◆ TEXTO DE LEITURA:
A metáfora do obscurantismo invadido pela chama bruxuleante da razão está no imaginário de muitos a respeito do papel da ciência enquanto motor da evolução. Foi Carl Sagan, em seu livro “O mundo infestado de demônio: a ciência como luz na escuridão”, que destacou sua importância para entender os mistérios do meio natural, principalmente por se tratar de um método confiável para construção de conhecimentos e compreensão do mundo. Quantos fenômenos – de doenças a desastres – passaram de punições divinas a objetos de estudo, permitindo que fossem identificadas, entendidas e, em muitos casos, prevenidas e sanadas.
Se a Humanidade fosse um filme, com a evolução como tema, a Ciência muito bem poderia fazer o papel de heroína: uma justiceira fria mas bem-intencionada, que combate o mal com rigor e lucidez, movida pela sua lealdade a seu grande mestre, Progresso. A realidade, frequentemente, porém, debocha da lógica de uma maneira que escapa à ficção e, na atualidade, o grande vilão atende pela alcunha de Desinformação, disfarçada, não raro, pelo codinome Opinião. Nesse enredo de terror, assistimos, incrédulos milhares de pessoas se recusando a confiar em protocolos científicos conhecidos e consolidados em nome de uma dita liberdade, colocando em risco suas próprias vidas e de outros.

◆ DADOS COLETADOS:
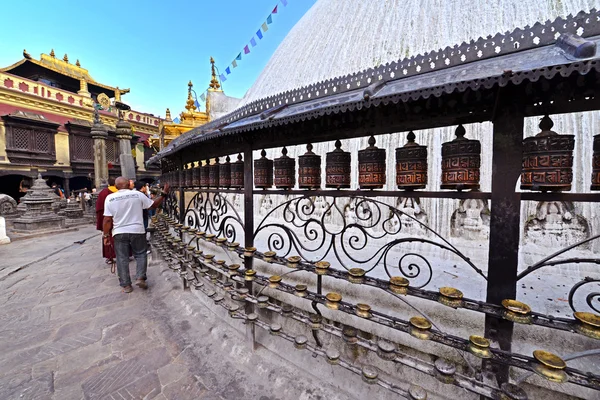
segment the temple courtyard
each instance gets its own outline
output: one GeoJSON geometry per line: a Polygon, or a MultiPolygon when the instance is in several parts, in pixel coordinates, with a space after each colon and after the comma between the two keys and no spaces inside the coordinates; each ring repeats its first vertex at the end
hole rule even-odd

◆ PERGUNTAS PARA RESPONDER:
(1) Explique, em uma a três frases, por que Carl Sagan destacou a importância da ciência para entender os mistérios do meio natural, segundo o texto sobre a ciência.
(2) Transcreva do texto sobre a ciência o trecho que começa em "A metáfora do" e vai até "prevenidas e sanadas.", incluindo essas palavras.
Baseie-se somente no texto sobre a ciência.

◆ RESPOSTAS POR TAREFA:
(1) Carl Sagan destacou essa importância principalmente porque a ciência é um método confiável para a construção de conhecimentos e para a compreensão do mundo.

(2)
A metáfora do obscurantismo invadido pela chama bruxuleante da razão está no imaginário de muitos a respeito do papel da ciência enquanto motor da evolução. Foi Carl Sagan, em seu livro “O mundo infestado de demônio: a ciência como luz na escuridão”, que destacou sua importância para entender os mistérios do meio natural, principalmente por se tratar de um método confiável para construção de conhecimentos e compreensão do mundo. Quantos fenômenos – de doenças a desastres – passaram de punições divinas a objetos de estudo, permitindo que fossem identificadas, entendidas e, em muitos casos, prevenidas e sanadas.